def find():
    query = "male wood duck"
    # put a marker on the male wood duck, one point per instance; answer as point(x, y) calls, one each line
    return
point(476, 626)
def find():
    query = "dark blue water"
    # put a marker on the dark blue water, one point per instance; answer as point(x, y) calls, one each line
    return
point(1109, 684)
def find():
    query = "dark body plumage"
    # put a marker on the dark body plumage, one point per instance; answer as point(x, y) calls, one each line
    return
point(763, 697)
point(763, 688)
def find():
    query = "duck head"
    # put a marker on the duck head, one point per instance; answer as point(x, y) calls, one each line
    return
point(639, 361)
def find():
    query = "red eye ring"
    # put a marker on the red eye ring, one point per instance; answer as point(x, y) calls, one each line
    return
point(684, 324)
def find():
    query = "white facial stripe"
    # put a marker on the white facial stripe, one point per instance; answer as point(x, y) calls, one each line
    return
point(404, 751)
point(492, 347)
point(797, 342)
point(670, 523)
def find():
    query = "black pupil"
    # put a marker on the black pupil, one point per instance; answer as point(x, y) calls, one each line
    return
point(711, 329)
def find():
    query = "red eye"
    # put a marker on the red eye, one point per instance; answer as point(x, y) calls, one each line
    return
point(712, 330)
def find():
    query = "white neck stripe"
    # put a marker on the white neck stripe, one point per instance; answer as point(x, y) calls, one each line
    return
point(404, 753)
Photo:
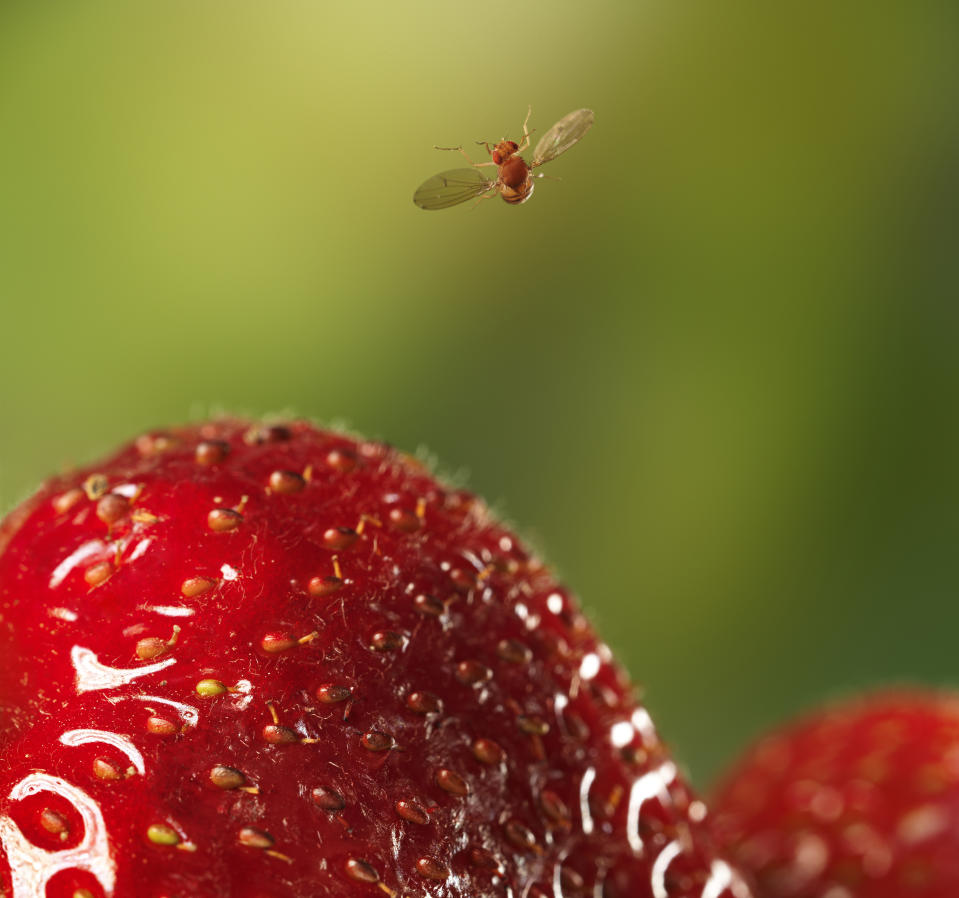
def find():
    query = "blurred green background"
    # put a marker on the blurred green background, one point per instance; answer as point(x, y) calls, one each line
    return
point(712, 373)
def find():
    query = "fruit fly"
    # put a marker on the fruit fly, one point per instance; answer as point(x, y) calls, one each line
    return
point(514, 177)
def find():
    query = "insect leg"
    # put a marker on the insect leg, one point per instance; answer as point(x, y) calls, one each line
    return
point(525, 142)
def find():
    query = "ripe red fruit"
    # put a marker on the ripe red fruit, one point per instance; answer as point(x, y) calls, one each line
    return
point(858, 801)
point(276, 662)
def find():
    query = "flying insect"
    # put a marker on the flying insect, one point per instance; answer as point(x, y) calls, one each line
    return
point(514, 176)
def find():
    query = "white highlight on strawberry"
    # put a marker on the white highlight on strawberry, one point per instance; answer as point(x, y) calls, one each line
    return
point(585, 784)
point(121, 743)
point(589, 666)
point(170, 610)
point(92, 675)
point(64, 614)
point(657, 876)
point(720, 879)
point(650, 785)
point(190, 715)
point(74, 559)
point(31, 867)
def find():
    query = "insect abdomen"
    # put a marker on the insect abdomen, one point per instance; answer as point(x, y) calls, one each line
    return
point(517, 195)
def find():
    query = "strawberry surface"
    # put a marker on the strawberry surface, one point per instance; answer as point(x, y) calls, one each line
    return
point(858, 801)
point(278, 662)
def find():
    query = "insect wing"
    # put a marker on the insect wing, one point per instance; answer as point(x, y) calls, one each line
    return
point(450, 188)
point(567, 131)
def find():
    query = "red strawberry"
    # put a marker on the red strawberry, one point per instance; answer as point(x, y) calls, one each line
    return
point(276, 662)
point(858, 801)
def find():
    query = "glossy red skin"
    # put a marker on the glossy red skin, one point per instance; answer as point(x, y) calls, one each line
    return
point(859, 801)
point(553, 814)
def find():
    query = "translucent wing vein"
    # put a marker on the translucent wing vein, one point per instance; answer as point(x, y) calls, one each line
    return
point(566, 132)
point(450, 188)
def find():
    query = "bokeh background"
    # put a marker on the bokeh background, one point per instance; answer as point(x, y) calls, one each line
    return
point(712, 372)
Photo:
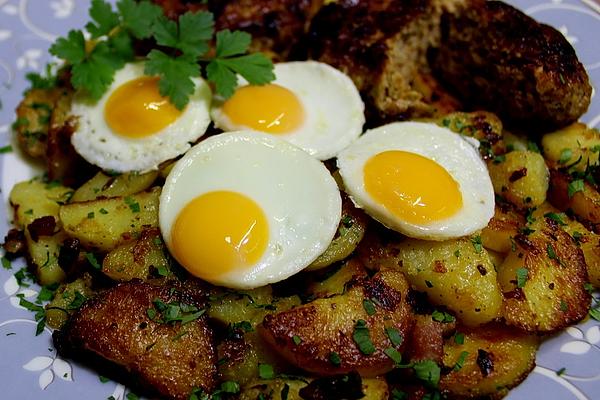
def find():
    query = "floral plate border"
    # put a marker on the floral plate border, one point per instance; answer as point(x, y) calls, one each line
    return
point(29, 365)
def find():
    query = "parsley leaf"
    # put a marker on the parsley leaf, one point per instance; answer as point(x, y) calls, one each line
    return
point(103, 17)
point(427, 371)
point(71, 48)
point(522, 276)
point(139, 17)
point(362, 338)
point(574, 187)
point(175, 74)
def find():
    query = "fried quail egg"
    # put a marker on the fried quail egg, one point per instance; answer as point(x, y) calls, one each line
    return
point(245, 209)
point(133, 128)
point(419, 179)
point(310, 104)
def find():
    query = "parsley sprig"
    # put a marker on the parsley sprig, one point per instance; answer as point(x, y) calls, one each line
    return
point(183, 50)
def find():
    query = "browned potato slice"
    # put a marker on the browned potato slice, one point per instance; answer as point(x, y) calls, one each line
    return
point(36, 205)
point(585, 204)
point(482, 125)
point(303, 388)
point(588, 242)
point(350, 233)
point(102, 185)
point(543, 280)
point(492, 359)
point(142, 259)
point(521, 178)
point(105, 223)
point(336, 283)
point(570, 144)
point(172, 358)
point(68, 298)
point(457, 274)
point(503, 227)
point(322, 336)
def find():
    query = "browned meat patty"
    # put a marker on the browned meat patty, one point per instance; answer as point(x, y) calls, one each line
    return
point(277, 27)
point(119, 325)
point(497, 58)
point(382, 45)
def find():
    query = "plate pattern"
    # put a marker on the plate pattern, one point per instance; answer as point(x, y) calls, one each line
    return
point(568, 364)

GIVEN INSTRUCTION ->
Every line should be retyped exactly, with the pictures omitted.

WORKED SOLUTION ->
def find():
    query = "male wood duck"
    # put a marker on the male wood duck, one point per instance; answer as point(x, y) calls, one each line
    return
point(476, 626)
def find():
    query = "dark blue water"
    # put a marker on the dark blue water, one point per instance; answer as point(x, y) calls, one each line
    return
point(1109, 684)
def find():
    query = "dark body plumage"
    # put a marker on the dark body plumage, one point per instance; answer as point(x, y) calls, one each line
    return
point(763, 697)
point(763, 688)
def find():
    query = "duck head"
    # put a marker on the duck head, one point per instance; answer as point(x, y) calls, one each line
    return
point(639, 361)
def find():
    query = "red eye ring"
    # put a marker on the red eye ring, one point per instance; answer as point(x, y) calls, one each line
    return
point(684, 324)
def find():
    query = "white facial stripe"
    # put a marker on the white facial stripe, one point per instance; answer as point(x, y) calls, one each line
    return
point(404, 751)
point(492, 347)
point(797, 342)
point(670, 523)
def find():
    query = "black pupil"
    # put a marker on the black pupil, one point per instance; answer as point(x, y) calls, one each line
    return
point(711, 329)
def find():
    query = "red eye"
    # put a marker on the red eye, one point per instance; answer as point(x, y) calls, one each line
    return
point(712, 330)
def find():
    query = "white neck stripe"
    # put a marker on the white neck stripe, one point per instance; answer as point(x, y) calls, one each line
    return
point(404, 753)
Photo:
def find():
    query = "blurred green background"
    # put a marker on the blurred green background, one point per instance; answer as point(x, y) calls, one each line
    return
point(712, 373)
def find():
    query = "fruit fly"
    # put a marker on the fruit fly, one point per instance; answer as point(x, y) calls, one each line
    return
point(514, 177)
def find():
    query = "insect leg"
    # put a marker on the insect leg, one point per instance; answer as point(x, y) calls, one each line
    return
point(525, 142)
def find():
    query = "ripe red fruit"
    # put a marker on the ripe red fruit, one point per instance; answer as point(x, y) calls, one each line
    return
point(858, 801)
point(276, 662)
def find():
    query = "flying insect"
    # put a marker on the flying insect, one point per instance; answer as point(x, y) calls, one each line
    return
point(514, 176)
def find():
    query = "white highlight on strawberry"
    # put a marker on the white highlight on strawberry, one point per instance; answer as point(x, y) calls, one each line
    return
point(585, 784)
point(121, 743)
point(589, 666)
point(170, 610)
point(92, 675)
point(64, 614)
point(657, 876)
point(720, 879)
point(650, 785)
point(190, 715)
point(74, 559)
point(31, 867)
def find():
    query = "insect abdomen"
    # put a marker on the insect abdomen, one point per instance; answer as point(x, y) calls, one each line
    return
point(517, 195)
def find():
    query = "strawberry surface"
    # put a marker on the strawberry surface, one point per instance; answer as point(x, y) calls, one each line
    return
point(858, 801)
point(278, 662)
def find():
    query = "insect wing"
    # put a marker on the insect wing, one point per instance; answer as point(x, y) calls, one each line
    return
point(450, 188)
point(567, 131)
def find():
    query = "red strawberry"
    # put a marker on the red strawberry, one point per instance; answer as point(x, y) calls, one each line
    return
point(276, 662)
point(858, 801)
def find():
    query = "glossy red skin"
    # put a marker on the glossy red skin, one point per instance; answer as point(x, y) calls, one each line
    return
point(859, 801)
point(553, 814)
def find():
    query = "translucent wing vein"
    # put a marker on the translucent wing vein, one point per instance; answer as point(x, y) calls, one each line
    return
point(566, 132)
point(450, 188)
def find():
    query = "bokeh background"
    # put a marker on the bokeh background, one point per instance; answer as point(x, y) calls, one each line
    return
point(712, 372)
Photo:
def find():
    query = "floral plate border"
    # put a marker on the floral plate border, one point per instance; answer as point(x, y) calls, one each line
    return
point(29, 365)
def find():
    query = "parsley leaf"
    # put a marker on the parsley leaf, one point per instance; answer as point(x, y) calls, one each line
    return
point(103, 17)
point(427, 371)
point(71, 48)
point(522, 276)
point(139, 17)
point(362, 338)
point(574, 187)
point(175, 74)
def find():
    query = "fried quail egg"
    # put a marker on the fried quail egg, one point per instance; answer as point(x, y) calls, one each line
    return
point(245, 209)
point(133, 128)
point(419, 179)
point(310, 104)
def find():
    query = "parsley sprig"
    # put a marker on the parsley sprig, one point per instance; answer as point(x, y) calls, one each line
    return
point(183, 50)
def find():
    query = "browned potato slice"
    # put a marker on the browned potato slice, one point per instance; answer as point(x, y) calls, one each line
    return
point(36, 205)
point(585, 204)
point(482, 125)
point(303, 388)
point(588, 242)
point(350, 233)
point(102, 185)
point(543, 280)
point(492, 359)
point(142, 259)
point(521, 178)
point(105, 223)
point(336, 283)
point(570, 144)
point(172, 358)
point(68, 298)
point(457, 274)
point(503, 227)
point(322, 336)
def find():
    query = "browned meat patty"
    # put a marker on the browned meat patty, one point per instance; answer as point(x, y) calls, one each line
    return
point(277, 27)
point(119, 325)
point(497, 58)
point(382, 45)
def find():
    query = "plate pattern"
    # put a marker on the plate pattern, one point per instance; answer as point(x, y) calls, one each line
    return
point(568, 364)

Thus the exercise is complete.